[GIVEN PROBLEM] Reproduce verbatim every line from the one that includes "like [761, 667]." to the closing line of the entries; omit everything before it.

(Point placement records)
# # # # # # #

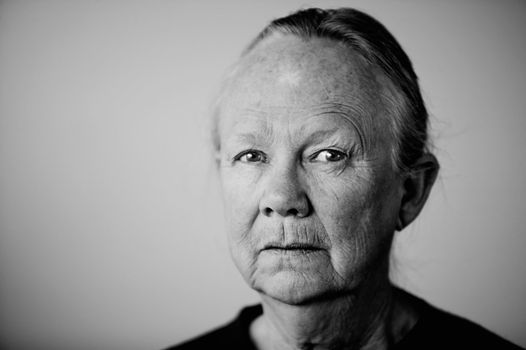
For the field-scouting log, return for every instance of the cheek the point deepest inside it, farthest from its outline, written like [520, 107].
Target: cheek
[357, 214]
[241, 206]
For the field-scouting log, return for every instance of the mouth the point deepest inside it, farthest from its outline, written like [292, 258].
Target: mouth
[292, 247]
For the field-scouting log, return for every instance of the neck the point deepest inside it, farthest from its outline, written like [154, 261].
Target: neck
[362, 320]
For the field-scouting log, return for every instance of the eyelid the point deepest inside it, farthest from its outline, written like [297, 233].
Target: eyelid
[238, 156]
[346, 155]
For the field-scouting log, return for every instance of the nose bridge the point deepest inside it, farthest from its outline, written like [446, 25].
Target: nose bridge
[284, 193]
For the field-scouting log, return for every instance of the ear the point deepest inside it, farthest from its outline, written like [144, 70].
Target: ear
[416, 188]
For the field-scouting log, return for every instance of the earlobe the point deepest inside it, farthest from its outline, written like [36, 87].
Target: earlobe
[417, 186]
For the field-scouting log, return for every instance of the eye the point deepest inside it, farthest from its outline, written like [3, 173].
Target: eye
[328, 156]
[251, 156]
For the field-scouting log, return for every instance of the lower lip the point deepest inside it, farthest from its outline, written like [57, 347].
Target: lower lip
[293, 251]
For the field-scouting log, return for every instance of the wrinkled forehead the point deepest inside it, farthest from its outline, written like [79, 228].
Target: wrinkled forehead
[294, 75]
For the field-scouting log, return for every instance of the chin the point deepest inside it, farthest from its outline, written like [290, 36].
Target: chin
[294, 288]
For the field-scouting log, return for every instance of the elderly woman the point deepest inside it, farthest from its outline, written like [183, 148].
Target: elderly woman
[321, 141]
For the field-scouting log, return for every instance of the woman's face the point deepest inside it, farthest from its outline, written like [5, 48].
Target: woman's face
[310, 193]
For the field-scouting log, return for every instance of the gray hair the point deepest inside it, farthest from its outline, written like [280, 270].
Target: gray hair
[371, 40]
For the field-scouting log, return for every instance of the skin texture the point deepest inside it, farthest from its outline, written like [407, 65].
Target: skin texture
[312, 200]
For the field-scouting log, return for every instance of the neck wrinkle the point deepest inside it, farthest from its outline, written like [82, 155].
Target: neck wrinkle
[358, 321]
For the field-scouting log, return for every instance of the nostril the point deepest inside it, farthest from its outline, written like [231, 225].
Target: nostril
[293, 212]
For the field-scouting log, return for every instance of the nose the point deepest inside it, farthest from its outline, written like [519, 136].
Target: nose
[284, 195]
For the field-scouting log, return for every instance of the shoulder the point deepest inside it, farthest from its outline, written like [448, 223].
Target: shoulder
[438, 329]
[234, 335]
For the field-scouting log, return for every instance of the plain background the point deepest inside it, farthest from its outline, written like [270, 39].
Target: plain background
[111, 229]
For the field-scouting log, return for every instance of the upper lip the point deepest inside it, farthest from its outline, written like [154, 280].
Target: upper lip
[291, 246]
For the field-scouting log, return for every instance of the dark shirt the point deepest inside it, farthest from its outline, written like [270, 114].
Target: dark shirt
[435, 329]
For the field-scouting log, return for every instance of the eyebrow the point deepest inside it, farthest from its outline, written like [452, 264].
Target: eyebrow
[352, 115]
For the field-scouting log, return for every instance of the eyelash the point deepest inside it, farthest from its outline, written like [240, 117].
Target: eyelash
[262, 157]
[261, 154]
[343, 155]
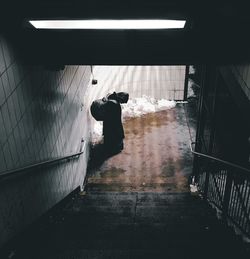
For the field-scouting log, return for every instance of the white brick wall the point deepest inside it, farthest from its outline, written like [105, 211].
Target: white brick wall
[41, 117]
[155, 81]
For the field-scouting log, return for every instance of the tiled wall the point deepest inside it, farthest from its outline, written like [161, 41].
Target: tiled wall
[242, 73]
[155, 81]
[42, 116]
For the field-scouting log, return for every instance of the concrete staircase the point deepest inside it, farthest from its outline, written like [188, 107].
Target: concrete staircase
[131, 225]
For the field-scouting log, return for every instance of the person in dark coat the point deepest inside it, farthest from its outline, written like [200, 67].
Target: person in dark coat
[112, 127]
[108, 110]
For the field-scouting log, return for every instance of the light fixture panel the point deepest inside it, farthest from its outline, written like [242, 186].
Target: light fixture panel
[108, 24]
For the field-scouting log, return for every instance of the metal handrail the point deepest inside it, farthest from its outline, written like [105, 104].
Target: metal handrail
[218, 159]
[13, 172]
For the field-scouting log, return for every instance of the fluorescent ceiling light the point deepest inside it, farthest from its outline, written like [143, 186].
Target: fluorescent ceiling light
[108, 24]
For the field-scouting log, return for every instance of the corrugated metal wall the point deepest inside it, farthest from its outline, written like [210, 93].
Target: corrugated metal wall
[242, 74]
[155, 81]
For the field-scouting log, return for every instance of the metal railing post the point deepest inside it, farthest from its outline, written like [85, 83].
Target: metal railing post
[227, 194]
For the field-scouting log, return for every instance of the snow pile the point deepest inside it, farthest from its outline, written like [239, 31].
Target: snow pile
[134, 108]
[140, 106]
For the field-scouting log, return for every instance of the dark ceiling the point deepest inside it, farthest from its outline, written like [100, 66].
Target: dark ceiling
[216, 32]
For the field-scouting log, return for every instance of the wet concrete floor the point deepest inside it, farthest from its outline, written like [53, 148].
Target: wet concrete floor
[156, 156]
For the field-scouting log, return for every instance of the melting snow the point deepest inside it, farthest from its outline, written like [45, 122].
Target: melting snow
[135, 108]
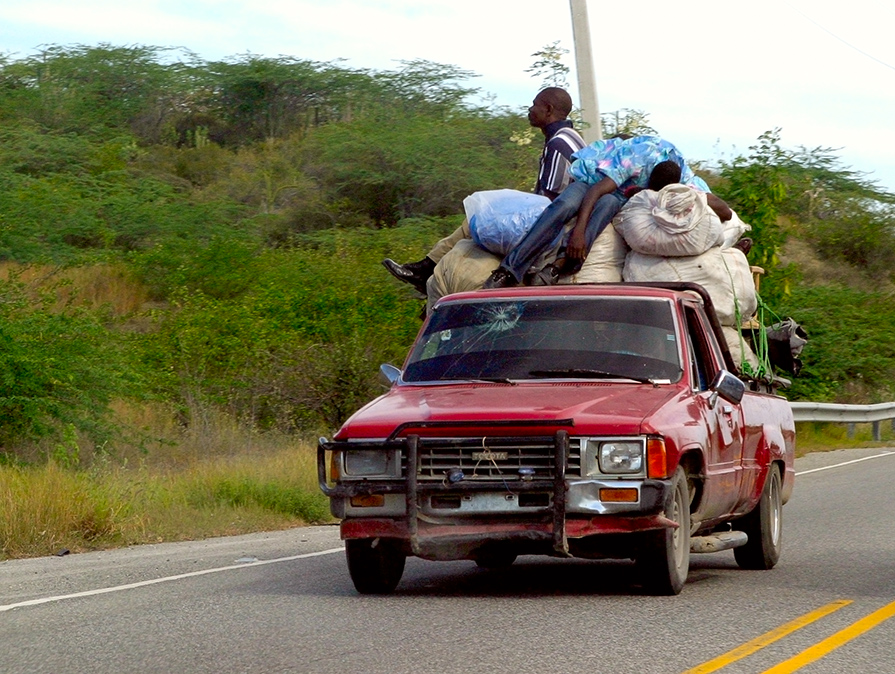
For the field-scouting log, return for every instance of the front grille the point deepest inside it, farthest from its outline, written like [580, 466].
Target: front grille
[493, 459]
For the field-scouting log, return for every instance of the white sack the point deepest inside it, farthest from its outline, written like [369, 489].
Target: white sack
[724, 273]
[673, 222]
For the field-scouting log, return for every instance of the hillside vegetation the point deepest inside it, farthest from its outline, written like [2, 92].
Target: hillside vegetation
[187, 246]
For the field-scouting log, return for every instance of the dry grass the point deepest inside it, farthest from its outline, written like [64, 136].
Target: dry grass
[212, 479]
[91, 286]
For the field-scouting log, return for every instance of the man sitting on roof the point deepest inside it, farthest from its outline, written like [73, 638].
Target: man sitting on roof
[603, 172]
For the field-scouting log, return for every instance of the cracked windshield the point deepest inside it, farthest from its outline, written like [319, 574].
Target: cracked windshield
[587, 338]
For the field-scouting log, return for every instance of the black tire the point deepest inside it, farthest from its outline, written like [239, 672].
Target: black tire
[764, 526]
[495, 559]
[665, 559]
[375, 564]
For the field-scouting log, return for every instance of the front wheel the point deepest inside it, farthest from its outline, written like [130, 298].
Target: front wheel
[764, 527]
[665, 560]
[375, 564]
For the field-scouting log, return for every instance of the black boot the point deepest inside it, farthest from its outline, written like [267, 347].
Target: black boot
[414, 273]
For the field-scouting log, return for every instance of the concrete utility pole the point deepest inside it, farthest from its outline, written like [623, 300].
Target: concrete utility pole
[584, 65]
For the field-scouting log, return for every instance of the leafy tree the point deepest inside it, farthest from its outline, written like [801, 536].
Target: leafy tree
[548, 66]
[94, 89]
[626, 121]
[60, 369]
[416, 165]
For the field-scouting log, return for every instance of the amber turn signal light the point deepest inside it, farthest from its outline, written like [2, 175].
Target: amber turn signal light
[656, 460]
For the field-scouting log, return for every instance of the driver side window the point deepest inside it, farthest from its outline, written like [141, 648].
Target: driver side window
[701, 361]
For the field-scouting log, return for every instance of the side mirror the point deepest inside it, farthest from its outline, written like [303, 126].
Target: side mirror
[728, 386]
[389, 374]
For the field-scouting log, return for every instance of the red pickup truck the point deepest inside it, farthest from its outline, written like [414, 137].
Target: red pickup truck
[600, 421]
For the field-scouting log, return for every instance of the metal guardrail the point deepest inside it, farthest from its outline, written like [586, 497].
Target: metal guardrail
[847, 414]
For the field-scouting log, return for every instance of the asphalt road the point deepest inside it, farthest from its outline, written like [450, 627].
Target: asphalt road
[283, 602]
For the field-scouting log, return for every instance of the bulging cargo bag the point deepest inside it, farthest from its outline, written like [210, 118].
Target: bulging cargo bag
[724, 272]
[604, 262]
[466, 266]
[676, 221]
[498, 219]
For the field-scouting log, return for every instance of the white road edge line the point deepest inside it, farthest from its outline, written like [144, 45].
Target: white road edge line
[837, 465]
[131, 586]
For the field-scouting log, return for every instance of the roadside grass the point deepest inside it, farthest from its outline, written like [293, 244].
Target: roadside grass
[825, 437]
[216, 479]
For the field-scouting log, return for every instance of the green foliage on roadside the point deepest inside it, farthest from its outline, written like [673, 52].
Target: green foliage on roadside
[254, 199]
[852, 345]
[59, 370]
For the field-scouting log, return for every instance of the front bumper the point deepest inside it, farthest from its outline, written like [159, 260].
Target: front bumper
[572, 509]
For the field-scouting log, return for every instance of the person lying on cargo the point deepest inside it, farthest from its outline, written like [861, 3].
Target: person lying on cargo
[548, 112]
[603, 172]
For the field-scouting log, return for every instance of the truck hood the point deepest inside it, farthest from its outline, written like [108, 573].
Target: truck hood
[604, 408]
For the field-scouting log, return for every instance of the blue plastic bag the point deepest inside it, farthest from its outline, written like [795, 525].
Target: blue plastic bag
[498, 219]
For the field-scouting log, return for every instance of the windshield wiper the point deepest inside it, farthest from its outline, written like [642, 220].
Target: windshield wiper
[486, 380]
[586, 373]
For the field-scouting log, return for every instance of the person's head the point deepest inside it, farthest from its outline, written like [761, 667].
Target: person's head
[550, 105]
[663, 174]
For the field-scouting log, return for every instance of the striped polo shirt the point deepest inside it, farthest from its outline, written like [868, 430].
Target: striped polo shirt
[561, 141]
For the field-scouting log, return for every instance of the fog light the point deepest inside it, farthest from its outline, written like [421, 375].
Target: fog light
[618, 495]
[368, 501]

# # # # # # #

[COMPLETED TASK]
For the field-scouting log, return for every instance of the person's head the point deepest inside it, farthest from its outline, written like [761, 667].
Target: person's head
[550, 105]
[663, 174]
For the field-scouting log, return for every instance of the striped polo shirt the point deepest inside it, farthest from its outline, written like [868, 430].
Target: striped polo shirt
[561, 141]
For the field-scouting log, return for every instance of the fog light the point deepest inside it, farthest from its outline, written like [421, 375].
Target: fog light
[618, 495]
[368, 501]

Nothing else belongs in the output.